» Exercise aim
Below, from the line containing "Point out the gold bracelet" up to and including the line containing "x=714 y=469", swap "headdress" for "headpiece" and reproduce that span of the data with no other changes.

» Stored data
>>>>

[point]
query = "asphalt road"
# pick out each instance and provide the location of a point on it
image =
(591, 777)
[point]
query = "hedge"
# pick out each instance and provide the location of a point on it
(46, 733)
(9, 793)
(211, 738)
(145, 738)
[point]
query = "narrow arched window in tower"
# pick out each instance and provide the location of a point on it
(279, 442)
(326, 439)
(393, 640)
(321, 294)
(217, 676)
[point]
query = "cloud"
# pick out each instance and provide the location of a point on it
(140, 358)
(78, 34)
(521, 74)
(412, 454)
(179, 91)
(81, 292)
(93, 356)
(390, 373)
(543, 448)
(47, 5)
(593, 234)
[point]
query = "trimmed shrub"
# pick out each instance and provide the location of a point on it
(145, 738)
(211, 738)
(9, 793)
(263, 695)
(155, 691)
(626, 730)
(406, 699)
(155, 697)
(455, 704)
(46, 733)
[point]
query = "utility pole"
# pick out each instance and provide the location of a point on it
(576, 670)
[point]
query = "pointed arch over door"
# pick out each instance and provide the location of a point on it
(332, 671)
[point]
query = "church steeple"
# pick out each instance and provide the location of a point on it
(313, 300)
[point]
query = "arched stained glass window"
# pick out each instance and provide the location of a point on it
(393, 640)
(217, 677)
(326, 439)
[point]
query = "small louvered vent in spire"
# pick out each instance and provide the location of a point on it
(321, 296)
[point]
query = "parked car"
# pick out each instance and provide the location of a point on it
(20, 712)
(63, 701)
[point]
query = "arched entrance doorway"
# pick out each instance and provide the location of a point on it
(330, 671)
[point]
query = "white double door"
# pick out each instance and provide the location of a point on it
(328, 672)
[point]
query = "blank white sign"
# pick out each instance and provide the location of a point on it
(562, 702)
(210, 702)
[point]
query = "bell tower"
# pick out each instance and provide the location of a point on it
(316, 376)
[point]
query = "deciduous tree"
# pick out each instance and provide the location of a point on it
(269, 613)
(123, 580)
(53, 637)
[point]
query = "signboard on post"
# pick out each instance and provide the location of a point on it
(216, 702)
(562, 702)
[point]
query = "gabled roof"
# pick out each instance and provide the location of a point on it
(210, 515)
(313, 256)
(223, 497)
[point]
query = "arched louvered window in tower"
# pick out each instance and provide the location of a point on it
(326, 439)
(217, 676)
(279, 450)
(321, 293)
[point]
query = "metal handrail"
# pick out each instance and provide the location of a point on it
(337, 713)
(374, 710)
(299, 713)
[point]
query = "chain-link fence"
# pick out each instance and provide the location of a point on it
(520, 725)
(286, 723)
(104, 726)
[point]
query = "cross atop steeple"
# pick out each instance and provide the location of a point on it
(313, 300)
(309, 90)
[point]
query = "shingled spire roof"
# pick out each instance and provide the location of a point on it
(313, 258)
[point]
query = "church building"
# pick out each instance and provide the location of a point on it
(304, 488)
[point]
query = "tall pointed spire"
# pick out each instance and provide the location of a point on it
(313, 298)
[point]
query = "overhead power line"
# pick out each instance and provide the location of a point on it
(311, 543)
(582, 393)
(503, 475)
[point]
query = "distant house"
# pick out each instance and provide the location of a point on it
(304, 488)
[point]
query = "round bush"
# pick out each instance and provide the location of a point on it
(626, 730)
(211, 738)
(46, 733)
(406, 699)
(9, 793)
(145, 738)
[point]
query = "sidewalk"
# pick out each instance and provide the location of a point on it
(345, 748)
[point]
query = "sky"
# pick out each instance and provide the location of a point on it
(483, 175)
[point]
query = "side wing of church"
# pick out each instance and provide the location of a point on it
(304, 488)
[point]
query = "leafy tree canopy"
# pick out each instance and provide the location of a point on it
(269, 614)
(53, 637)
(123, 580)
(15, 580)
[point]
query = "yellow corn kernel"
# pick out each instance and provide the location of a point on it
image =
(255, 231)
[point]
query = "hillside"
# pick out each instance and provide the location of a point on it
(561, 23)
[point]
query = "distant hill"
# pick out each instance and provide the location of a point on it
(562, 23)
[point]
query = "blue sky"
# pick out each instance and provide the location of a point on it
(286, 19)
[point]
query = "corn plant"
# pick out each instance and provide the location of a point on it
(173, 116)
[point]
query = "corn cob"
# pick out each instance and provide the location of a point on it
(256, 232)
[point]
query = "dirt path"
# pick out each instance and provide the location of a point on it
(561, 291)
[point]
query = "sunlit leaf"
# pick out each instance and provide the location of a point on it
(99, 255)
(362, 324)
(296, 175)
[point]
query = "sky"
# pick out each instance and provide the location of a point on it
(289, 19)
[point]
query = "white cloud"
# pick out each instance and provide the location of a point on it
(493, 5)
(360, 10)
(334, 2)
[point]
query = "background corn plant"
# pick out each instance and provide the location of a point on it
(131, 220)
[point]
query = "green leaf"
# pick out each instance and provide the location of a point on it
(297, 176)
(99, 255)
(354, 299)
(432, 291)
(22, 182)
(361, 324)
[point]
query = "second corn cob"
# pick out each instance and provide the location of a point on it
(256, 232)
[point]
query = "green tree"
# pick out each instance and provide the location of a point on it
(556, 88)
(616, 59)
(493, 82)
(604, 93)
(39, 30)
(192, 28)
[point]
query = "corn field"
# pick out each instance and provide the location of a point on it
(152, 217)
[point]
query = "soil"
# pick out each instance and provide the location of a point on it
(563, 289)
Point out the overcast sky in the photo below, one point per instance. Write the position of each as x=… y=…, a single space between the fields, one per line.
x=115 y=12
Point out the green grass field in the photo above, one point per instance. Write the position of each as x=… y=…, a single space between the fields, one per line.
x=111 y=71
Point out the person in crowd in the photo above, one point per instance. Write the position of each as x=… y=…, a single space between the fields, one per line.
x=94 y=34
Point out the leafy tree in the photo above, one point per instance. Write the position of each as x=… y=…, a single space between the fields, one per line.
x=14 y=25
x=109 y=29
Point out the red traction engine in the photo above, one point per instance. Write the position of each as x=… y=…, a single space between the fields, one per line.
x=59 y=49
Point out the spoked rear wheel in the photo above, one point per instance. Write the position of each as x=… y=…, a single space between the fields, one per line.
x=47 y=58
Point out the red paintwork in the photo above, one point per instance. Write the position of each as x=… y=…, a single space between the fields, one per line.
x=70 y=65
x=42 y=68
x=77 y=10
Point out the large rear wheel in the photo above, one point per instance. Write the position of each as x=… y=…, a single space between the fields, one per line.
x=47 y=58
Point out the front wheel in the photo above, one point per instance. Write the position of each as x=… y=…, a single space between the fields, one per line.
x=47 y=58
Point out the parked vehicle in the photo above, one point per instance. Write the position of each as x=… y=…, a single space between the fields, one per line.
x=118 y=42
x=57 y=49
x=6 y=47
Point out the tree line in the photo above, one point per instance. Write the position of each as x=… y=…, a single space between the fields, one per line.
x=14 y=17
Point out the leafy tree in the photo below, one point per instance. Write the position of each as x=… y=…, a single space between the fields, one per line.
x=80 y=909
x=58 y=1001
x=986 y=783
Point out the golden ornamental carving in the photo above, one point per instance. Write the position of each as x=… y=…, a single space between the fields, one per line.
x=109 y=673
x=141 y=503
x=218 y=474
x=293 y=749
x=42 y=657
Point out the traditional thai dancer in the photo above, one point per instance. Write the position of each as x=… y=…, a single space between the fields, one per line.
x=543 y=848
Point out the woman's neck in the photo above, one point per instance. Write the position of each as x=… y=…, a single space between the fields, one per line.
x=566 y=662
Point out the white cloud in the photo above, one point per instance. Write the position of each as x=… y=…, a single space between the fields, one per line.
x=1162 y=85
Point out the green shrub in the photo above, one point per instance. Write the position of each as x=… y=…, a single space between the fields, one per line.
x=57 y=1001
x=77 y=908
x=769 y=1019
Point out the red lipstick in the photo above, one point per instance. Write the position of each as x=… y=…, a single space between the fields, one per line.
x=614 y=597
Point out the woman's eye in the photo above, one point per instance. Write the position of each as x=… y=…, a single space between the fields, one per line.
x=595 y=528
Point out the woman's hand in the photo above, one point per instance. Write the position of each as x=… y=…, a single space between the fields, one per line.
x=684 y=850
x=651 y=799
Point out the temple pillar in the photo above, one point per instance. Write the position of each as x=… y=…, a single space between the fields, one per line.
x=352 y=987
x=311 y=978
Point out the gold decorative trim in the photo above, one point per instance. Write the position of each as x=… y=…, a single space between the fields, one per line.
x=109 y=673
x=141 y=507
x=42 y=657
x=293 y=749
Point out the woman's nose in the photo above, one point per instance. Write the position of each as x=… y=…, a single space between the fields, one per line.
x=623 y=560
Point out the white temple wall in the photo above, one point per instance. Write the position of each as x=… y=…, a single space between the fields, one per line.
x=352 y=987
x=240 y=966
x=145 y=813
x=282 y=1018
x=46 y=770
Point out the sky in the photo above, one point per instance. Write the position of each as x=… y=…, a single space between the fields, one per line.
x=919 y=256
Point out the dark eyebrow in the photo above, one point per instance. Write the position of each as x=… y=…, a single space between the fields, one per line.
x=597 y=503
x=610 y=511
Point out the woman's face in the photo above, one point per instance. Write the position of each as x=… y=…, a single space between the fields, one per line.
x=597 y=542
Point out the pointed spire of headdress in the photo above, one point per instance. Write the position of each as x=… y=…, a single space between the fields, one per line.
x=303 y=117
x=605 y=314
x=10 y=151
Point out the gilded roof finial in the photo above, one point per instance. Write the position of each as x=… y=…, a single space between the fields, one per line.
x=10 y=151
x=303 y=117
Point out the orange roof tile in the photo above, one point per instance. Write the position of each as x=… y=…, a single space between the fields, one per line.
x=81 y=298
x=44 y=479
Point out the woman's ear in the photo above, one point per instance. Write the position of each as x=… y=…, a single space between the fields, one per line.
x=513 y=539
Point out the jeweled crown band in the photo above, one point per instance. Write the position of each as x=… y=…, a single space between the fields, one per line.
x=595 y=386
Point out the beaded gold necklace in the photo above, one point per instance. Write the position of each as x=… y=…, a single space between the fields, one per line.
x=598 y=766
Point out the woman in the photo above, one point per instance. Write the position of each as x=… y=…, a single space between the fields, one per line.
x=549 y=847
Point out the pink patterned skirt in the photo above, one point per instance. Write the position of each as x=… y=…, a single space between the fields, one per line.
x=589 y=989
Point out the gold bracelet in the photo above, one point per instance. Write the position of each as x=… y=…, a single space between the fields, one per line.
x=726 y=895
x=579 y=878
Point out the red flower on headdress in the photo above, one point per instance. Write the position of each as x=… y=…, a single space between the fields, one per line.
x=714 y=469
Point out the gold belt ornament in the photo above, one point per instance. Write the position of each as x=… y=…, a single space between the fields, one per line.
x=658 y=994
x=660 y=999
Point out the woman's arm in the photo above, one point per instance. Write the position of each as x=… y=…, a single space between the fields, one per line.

<<<<

» Answer to the problem
Point out the gold bracelet in the photo above, one point per instance. Write the position of each as x=… y=…, a single space between the fields, one per line.
x=726 y=895
x=579 y=878
Point out the red flower on headpiece in the photo above, one point per instance. Write the position of each as x=… y=…, a single space between the fields, one per line.
x=714 y=469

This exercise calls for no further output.